▶ _Records to use_
####################

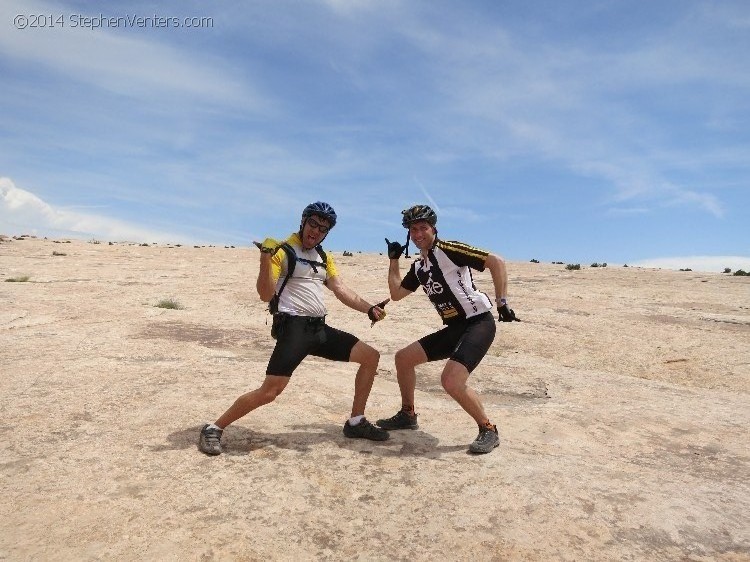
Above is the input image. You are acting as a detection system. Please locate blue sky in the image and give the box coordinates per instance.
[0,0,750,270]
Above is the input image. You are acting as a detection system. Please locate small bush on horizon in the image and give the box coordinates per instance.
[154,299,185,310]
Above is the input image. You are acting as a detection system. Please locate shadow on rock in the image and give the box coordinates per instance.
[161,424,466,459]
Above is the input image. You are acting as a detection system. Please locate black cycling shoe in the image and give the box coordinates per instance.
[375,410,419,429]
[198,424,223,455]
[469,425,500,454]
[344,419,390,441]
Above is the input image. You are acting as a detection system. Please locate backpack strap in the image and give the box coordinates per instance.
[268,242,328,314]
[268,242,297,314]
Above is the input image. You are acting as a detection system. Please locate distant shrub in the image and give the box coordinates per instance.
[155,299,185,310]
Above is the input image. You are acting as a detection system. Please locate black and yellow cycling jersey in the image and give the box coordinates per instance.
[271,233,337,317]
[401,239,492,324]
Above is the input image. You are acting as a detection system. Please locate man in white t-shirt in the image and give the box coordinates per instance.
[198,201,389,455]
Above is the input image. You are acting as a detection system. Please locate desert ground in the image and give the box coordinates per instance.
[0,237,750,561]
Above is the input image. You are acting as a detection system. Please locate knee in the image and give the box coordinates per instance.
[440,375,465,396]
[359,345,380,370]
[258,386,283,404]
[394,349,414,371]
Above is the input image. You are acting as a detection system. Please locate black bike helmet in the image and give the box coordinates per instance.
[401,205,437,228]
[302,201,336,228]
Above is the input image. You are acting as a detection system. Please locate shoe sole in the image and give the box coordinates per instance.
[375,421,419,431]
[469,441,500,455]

####################

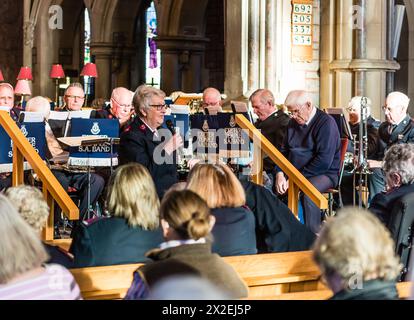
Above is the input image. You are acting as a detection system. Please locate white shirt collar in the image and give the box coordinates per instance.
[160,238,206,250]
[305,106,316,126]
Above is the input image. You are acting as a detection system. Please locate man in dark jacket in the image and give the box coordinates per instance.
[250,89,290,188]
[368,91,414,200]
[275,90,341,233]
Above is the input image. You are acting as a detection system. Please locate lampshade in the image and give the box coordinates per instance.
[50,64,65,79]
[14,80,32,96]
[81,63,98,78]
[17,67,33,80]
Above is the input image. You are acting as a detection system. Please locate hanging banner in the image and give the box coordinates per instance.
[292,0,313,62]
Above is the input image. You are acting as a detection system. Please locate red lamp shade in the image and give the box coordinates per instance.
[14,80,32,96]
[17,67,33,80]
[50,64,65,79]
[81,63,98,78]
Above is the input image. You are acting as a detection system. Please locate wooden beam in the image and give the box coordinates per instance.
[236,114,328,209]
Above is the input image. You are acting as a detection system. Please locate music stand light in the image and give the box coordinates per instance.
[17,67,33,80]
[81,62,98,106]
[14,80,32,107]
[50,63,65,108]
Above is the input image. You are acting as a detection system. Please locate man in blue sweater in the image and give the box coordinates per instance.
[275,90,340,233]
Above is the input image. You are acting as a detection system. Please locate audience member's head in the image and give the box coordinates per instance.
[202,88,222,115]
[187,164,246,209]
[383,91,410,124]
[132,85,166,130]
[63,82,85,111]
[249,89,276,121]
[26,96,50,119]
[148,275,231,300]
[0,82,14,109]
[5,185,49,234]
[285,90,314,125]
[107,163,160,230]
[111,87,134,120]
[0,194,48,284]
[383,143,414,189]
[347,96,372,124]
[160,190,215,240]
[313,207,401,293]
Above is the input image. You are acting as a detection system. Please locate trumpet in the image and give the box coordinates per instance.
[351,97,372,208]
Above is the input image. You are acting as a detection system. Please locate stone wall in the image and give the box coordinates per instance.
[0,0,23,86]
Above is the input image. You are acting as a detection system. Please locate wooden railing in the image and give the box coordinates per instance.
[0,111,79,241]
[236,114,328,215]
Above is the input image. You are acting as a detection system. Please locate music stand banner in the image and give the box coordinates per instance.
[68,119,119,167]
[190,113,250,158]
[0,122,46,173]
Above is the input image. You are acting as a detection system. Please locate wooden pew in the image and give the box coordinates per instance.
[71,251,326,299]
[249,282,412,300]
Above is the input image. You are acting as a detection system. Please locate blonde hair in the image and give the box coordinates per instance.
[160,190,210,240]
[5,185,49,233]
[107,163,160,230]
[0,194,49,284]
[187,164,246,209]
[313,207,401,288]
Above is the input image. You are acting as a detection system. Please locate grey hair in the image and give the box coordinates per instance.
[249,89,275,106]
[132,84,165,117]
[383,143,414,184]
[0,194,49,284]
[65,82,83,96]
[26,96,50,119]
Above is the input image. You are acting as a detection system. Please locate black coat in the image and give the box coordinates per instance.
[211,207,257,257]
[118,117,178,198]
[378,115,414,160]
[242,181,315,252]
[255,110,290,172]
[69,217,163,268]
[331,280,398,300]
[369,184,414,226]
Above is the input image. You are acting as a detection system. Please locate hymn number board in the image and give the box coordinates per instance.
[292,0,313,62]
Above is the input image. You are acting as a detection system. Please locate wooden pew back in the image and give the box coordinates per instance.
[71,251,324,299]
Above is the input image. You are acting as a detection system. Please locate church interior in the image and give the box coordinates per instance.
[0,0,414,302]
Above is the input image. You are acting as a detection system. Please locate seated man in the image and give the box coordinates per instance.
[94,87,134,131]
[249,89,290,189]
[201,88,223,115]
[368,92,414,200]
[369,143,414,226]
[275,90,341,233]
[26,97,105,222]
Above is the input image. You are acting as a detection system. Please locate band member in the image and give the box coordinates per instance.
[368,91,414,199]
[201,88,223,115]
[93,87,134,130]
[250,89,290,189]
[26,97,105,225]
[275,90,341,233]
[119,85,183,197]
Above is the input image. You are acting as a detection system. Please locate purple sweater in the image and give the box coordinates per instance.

####################

Scale the records from the line with "Please locate hanging" up to and including the line with "[0,122,46,173]", writing out all of those lines again with the requests unchanged. Multiply every box coordinate by 0.9 and round it to a whole number, with halves rounded up.

Above is the input image. You are acting as a detection system. Please locate hanging banner in the image and give the box coordinates per instance.
[263,0,282,56]
Above is the input image. You are acting as a detection system. Please locate red lamp shade in the image and give the box coordinates per instance.
[13,72,29,86]
[15,60,30,72]
[45,58,59,71]
[73,57,88,70]
Above is the input image. You are acting as a detection system. Please locate wooden beam in the image and give the box coordinates per instance.
[212,103,295,188]
Above is the input image. You are acting as a detection system. Please locate music stand light in the image and give the box coordinates per instance.
[15,60,30,72]
[73,56,88,95]
[13,72,29,96]
[45,57,59,97]
Above is the input image. You are acting as a detection system. Please locate man in blue sweater in the image and give the box coordinates per instance.
[248,81,306,210]
Above is the input image. You are acting as a detection system. Please locate audience member's head in the image and give the box coordinates per instance.
[182,79,200,104]
[168,148,221,188]
[345,82,369,112]
[119,77,149,117]
[57,74,77,100]
[224,80,248,109]
[23,86,45,107]
[133,248,208,270]
[0,74,13,98]
[5,167,44,211]
[257,81,283,113]
[96,147,144,207]
[100,78,121,108]
[0,175,43,256]
[345,129,373,170]
[312,86,335,112]
[144,171,194,216]
[282,186,361,264]
Above is the input image. You are acting as a detection system. Please locate trumpet in the image and give the box coordinates per instance.
[316,87,335,187]
Above is the input image. You are acting as a detection system. Please locate stone wall in the image and give the box coordinates per instance.
[0,0,21,77]
Above is the input image. You are acting as a detection system. Please locate wooden railing in the image and give the box coordinates per instance.
[0,100,71,217]
[212,103,295,194]
Above is the input image. You are acting as a detection system. Please locate music stand banner in the image and give the box coordinates per instance.
[61,107,107,150]
[171,102,225,142]
[0,110,41,156]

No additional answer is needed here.